◆ Records to use:
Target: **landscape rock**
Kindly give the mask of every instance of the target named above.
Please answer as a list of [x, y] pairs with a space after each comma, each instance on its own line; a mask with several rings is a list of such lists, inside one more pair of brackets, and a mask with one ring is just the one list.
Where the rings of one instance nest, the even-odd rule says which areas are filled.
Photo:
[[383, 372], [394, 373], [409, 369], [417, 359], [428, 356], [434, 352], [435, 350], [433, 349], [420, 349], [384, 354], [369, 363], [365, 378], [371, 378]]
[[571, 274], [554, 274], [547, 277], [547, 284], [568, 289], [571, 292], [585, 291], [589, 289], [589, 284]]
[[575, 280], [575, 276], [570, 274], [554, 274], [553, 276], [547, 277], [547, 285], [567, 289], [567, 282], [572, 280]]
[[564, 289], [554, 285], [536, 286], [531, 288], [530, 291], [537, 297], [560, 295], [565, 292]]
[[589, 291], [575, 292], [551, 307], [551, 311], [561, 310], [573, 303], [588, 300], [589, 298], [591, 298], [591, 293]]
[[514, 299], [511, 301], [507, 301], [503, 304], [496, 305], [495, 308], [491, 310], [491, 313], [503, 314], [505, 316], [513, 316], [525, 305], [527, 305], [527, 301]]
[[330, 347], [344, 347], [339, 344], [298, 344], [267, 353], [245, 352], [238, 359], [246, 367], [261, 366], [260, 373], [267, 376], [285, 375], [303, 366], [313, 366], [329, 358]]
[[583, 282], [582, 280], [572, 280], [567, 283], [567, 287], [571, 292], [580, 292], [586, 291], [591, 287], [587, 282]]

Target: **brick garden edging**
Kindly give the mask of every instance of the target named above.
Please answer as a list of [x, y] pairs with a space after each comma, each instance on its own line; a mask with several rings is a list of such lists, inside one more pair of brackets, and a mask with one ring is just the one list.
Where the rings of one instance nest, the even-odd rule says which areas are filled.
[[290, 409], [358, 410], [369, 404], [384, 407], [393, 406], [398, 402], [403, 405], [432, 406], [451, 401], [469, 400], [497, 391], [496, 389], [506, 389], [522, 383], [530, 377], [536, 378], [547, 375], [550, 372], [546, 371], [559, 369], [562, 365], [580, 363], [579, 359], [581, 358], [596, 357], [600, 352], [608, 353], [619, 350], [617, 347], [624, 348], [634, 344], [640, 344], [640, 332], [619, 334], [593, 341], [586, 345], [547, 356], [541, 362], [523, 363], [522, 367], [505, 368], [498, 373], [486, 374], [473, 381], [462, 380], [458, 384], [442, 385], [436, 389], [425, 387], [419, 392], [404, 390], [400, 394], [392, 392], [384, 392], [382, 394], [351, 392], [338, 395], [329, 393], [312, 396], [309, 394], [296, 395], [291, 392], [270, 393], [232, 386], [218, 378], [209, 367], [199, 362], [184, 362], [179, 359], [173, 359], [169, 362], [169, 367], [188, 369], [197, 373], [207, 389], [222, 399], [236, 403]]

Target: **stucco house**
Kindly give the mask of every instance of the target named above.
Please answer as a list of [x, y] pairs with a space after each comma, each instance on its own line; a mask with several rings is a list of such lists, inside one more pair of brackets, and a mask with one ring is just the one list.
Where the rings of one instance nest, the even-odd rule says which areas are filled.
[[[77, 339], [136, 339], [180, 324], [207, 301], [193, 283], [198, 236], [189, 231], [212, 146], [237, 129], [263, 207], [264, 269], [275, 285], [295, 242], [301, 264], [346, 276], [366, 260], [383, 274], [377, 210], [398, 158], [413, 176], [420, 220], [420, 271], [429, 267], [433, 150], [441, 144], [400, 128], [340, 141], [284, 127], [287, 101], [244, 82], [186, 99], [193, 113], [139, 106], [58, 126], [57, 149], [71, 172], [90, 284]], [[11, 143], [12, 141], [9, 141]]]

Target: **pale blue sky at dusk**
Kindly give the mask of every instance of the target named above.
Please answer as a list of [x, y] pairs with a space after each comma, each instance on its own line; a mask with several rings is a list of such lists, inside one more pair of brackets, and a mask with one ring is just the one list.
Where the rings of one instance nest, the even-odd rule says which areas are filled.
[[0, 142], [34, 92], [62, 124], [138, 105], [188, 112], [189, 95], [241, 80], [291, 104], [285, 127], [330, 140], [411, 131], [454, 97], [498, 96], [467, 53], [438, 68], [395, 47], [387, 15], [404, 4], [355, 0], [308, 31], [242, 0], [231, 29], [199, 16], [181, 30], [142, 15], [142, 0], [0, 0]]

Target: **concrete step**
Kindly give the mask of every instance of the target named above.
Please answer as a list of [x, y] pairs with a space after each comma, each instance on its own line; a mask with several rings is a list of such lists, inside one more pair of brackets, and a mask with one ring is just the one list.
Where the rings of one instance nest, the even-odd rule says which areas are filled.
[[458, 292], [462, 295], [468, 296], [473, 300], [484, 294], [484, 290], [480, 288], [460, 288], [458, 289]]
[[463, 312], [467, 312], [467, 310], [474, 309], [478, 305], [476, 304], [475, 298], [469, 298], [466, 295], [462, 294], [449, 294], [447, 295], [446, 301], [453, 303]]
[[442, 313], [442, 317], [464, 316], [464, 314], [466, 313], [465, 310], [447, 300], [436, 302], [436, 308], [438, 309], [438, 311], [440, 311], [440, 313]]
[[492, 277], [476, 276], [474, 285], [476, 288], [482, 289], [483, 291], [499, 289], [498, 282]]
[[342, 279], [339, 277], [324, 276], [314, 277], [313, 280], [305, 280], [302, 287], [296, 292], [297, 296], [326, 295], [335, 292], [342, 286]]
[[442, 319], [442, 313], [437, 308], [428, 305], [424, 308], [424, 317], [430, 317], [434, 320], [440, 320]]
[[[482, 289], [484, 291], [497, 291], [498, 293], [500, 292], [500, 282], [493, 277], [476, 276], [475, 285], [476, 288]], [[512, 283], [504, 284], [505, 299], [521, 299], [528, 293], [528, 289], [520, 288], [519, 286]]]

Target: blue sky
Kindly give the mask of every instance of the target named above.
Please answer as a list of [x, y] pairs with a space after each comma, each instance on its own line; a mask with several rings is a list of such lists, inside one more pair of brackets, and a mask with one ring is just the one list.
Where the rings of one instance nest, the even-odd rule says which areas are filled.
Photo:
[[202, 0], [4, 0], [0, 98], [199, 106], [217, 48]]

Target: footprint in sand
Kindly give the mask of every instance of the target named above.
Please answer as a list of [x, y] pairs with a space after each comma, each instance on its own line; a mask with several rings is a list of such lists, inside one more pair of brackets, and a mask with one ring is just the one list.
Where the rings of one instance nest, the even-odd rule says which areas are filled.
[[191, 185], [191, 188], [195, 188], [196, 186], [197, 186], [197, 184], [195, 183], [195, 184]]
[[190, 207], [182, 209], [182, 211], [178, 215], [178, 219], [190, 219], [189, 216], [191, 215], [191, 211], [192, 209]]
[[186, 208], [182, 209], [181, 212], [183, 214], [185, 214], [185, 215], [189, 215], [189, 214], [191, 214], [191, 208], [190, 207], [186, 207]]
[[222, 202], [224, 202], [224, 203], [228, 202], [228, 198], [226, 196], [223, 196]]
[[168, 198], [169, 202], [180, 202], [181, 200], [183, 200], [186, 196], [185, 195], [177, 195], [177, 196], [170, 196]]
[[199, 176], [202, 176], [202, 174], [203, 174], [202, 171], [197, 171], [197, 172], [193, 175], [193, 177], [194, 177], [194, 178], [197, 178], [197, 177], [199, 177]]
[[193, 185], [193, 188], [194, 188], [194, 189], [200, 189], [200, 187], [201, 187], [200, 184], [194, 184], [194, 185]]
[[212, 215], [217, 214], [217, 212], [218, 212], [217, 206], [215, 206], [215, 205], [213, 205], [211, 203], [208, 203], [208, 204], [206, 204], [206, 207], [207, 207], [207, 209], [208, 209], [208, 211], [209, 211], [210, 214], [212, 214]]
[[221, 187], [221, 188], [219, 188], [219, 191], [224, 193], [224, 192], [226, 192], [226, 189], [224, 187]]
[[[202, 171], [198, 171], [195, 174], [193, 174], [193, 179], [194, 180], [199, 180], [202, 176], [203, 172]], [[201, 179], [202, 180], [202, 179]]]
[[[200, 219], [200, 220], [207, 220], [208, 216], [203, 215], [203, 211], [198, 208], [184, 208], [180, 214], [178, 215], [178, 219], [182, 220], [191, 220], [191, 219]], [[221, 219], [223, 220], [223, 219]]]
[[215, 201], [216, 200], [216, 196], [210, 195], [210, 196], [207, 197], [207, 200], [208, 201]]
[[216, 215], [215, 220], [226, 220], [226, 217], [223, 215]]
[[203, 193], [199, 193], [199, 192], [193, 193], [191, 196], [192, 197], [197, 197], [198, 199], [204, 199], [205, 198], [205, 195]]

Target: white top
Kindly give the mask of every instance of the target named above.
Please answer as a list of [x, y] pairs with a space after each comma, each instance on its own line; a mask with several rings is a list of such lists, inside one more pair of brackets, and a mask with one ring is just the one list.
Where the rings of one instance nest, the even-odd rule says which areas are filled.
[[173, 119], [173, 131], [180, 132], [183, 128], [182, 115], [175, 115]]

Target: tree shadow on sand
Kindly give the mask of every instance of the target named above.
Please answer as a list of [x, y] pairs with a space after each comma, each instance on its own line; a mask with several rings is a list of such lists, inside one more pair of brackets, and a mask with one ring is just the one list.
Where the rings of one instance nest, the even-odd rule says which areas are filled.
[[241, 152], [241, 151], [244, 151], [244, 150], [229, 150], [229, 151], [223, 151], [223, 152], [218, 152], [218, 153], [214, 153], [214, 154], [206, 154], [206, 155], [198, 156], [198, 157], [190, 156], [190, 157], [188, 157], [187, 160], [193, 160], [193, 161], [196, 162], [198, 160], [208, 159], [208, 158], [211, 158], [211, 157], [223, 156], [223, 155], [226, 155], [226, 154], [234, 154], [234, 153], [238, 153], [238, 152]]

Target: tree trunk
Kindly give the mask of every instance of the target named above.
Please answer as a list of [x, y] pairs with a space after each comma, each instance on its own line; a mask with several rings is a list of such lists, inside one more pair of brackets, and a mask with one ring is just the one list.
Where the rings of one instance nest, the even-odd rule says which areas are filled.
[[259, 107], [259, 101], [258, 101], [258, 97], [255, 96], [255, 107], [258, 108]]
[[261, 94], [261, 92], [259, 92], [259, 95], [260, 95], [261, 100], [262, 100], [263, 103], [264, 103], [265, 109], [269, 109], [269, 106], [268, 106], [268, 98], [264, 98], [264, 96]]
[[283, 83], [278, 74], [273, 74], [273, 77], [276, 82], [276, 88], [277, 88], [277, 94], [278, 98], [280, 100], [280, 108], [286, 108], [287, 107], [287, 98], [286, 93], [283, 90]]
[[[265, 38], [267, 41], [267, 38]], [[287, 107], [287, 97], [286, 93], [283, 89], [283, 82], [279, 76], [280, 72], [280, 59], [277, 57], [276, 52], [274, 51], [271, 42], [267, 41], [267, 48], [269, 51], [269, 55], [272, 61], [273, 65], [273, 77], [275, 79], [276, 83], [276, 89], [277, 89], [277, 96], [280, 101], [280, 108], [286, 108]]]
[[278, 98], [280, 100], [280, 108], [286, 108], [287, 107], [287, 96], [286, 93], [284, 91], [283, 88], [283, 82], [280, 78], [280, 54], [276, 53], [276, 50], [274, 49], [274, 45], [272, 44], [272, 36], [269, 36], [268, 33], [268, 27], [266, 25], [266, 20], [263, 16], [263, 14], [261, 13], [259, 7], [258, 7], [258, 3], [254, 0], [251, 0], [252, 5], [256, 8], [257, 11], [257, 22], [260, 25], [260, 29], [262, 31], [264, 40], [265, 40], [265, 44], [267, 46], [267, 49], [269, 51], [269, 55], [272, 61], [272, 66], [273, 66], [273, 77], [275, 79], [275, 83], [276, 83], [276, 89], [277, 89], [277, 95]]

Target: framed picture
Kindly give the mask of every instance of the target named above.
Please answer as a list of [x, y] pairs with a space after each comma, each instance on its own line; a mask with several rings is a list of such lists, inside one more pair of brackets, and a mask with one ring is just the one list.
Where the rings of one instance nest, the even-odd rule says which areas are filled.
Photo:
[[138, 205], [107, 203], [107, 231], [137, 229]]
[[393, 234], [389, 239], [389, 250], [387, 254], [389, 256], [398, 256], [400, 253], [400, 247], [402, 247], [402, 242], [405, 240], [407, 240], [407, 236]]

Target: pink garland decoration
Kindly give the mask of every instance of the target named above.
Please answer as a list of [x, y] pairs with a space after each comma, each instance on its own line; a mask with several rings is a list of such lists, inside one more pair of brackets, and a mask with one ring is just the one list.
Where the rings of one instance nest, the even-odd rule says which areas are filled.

◆ To do:
Would you copy every line of the entries in which "blue" appears?

◆ Exercise result:
Target: **pale blue sky at dusk**
Target: blue sky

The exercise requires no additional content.